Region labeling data
>> BEGIN

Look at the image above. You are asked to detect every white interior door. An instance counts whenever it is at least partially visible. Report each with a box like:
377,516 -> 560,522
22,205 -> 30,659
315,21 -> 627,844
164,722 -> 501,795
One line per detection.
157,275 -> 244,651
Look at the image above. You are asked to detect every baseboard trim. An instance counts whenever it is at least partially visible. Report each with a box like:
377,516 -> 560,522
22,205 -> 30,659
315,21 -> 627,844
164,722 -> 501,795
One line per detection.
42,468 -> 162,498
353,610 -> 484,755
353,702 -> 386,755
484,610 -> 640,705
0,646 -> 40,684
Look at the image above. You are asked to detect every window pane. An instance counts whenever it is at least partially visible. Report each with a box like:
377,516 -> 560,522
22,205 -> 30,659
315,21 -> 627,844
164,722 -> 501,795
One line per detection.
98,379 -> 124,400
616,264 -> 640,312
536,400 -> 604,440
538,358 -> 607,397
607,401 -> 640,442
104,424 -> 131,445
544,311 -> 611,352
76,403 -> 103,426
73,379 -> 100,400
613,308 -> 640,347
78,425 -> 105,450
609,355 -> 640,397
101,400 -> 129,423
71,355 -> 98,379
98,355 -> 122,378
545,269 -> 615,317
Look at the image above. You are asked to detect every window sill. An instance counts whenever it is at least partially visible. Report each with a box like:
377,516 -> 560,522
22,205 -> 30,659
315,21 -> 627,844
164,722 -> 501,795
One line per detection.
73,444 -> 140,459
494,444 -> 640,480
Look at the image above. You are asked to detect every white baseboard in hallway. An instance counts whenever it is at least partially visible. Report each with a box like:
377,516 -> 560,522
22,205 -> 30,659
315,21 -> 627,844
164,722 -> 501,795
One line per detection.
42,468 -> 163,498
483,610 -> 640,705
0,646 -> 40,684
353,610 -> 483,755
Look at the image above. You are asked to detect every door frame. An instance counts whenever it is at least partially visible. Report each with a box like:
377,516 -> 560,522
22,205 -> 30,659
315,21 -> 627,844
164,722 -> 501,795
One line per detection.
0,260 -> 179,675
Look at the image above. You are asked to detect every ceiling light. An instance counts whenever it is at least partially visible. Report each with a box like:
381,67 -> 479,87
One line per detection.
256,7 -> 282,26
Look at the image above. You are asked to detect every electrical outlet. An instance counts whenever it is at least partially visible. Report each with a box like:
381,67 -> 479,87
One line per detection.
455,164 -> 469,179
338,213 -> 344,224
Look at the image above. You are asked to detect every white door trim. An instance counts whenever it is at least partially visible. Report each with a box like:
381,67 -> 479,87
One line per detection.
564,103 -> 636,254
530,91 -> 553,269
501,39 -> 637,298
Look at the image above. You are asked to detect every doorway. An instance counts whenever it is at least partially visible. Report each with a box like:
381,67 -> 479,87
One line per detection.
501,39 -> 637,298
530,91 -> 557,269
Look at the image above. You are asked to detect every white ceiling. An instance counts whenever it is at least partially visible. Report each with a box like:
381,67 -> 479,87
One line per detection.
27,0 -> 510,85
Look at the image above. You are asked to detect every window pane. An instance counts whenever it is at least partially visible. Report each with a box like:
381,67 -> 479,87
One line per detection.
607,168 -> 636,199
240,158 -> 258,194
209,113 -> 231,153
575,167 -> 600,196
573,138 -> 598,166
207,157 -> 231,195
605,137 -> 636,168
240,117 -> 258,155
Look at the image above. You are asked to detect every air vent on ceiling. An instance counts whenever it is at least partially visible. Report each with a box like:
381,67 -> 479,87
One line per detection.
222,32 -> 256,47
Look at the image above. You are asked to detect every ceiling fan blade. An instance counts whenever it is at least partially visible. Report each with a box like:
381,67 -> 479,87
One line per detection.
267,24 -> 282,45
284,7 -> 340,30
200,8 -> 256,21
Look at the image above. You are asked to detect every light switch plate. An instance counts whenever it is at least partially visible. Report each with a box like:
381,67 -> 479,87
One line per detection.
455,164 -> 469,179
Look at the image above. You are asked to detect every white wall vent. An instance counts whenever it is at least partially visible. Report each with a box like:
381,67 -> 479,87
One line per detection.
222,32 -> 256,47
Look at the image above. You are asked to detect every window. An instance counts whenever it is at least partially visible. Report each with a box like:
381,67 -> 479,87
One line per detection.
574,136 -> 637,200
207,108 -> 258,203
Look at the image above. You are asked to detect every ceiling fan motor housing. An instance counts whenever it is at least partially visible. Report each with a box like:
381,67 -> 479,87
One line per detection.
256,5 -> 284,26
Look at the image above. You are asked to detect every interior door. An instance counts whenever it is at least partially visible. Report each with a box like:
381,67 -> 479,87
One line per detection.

>> END

* _What needs to be done_
Rewrite every line of the data above, replacing "One line per detection" with "Put each detection on its own line" wherever it occurs and leaving all other text unchanged.

* _Exercise output_
Look at the image above. You are asked to detect every white interior door. An instance counts whenever it is at least partially visible. Report each with a box like:
377,516 -> 560,522
22,205 -> 30,659
315,21 -> 627,844
164,722 -> 501,795
Put each detection on its own line.
157,275 -> 244,651
Look at the image above. You are asked to detect every baseboard trim. An instance counts whenever it is at least partially visible. Report each with a box like:
377,516 -> 560,522
22,205 -> 30,659
315,21 -> 627,844
164,722 -> 501,795
Put each detection on its own line.
42,468 -> 162,498
353,610 -> 484,755
353,702 -> 386,755
484,610 -> 640,705
0,646 -> 40,684
Look at the image above. You are asked to detect every window pane. An instance counts whenever it is at least partially visible. Report each with a box like:
377,516 -> 560,522
22,205 -> 30,659
315,21 -> 627,844
164,722 -> 501,795
Put each detection on its own line.
98,379 -> 124,400
616,264 -> 640,312
536,400 -> 604,440
538,358 -> 607,397
607,401 -> 640,442
104,424 -> 131,445
544,311 -> 611,352
76,403 -> 103,426
73,379 -> 100,400
613,308 -> 640,347
78,425 -> 105,450
609,355 -> 640,397
101,400 -> 129,423
71,355 -> 98,379
98,355 -> 122,378
545,269 -> 615,317
Look at the image above. You are asked to detect every window sill. An instance counts whenever it is at least partially visible. Report each with a box like:
377,516 -> 560,522
22,205 -> 30,659
315,21 -> 627,844
164,722 -> 501,795
Put each detection on its own line.
73,444 -> 140,459
494,444 -> 640,480
Look at the image above. You are asked to detect every white baseboard in hallway. An instance counts whenever it is at least partially visible. Report each with a box like:
377,516 -> 560,522
22,205 -> 30,659
315,21 -> 627,844
164,722 -> 501,795
Put each detection on its own line.
42,468 -> 163,498
483,610 -> 640,705
0,646 -> 40,684
353,610 -> 483,755
Look at the image above. You are asked to detect every door frame. An instance counts whenever it is at least partially visible. Report each with a box like:
377,516 -> 560,522
22,205 -> 30,659
315,21 -> 627,844
164,722 -> 501,795
Put each detection on its own line.
0,260 -> 179,675
Look at the image above. You are asked to detect every ceiling light. An instance counts whenever it is at least partially visible. Report each with a box like:
381,67 -> 479,87
Put each detection on its own line.
256,7 -> 282,26
Look at the image above. You are asked to detect every electrical outlet. An instance counts whenever it is at least partially visible. Report each with a box like:
381,67 -> 479,87
Put each detection on its own line.
455,164 -> 469,179
338,213 -> 344,224
Look at the image above. You are asked to detect every white door trim. An instance counts whenever it is at least partially visible. Report each with a box like:
381,67 -> 479,87
Put each detection on its own line.
564,103 -> 636,254
530,91 -> 553,269
501,39 -> 637,298
Look at the image above. You are asked to detect every doorway. An instance counts whenever it is at least partially visible. Report each with a box like:
381,67 -> 479,87
Put each detection on its own line.
501,39 -> 637,298
530,91 -> 557,269
Look at the image above. You are asked to detect every white ceiling. An instance counts whenever it is at least partially visible. Report each with a box like:
381,67 -> 479,87
Put each detection on its own line.
27,0 -> 510,85
Look at the image above. You are asked to detect every window pane. An instance counts whenever it is at least partially visible. Report each with a box like:
381,67 -> 479,87
Put each detection on its own line.
607,168 -> 636,199
240,158 -> 258,194
209,113 -> 231,153
575,167 -> 600,196
573,138 -> 598,166
207,157 -> 231,195
605,137 -> 636,168
240,117 -> 258,155
Look at the image above. You are asked to detect every air vent on ceiling. An instance counts whenever it is at least partially visible. Report each with a box like:
381,67 -> 479,87
Put each detection on its own line.
222,32 -> 256,47
Look at the image above. You are asked to detect every ceiling fan blade. An instance counts whenever it is at least partially visible. Report each with a box like:
381,67 -> 479,87
Put each detection on its own line.
267,24 -> 282,45
284,7 -> 340,30
200,8 -> 256,21
Look at the image above. You are asked to detect every light switch plate. An instance counts whenever it is at least partially visible. Report each with a box like:
381,67 -> 479,87
Put each detection on its own line.
455,164 -> 469,179
Look at the image above. You are asked to detect every white wall vent. An instance counts whenever it is at least partially visible. Report each with a box like:
381,67 -> 479,87
Put each detection on its own line.
222,32 -> 256,47
Look at the image above. You are asked to detect every window. An instance counts whenever it is at least partially visible. Report each with a box like:
381,67 -> 479,87
Put each detection on its own line.
574,136 -> 637,200
207,108 -> 258,203
Look at the image above. You are asked to detect every ceiling fan motor housing. An instance counts whenever it is at least partially visible. Report each with a box like:
381,67 -> 479,87
Put each detection on its own line.
256,5 -> 284,26
Look at the image above. You are asked to detect every interior door. An instance counts whenever it is at least partially visible. Report each with a box like:
381,67 -> 479,87
Put each detection on its own line.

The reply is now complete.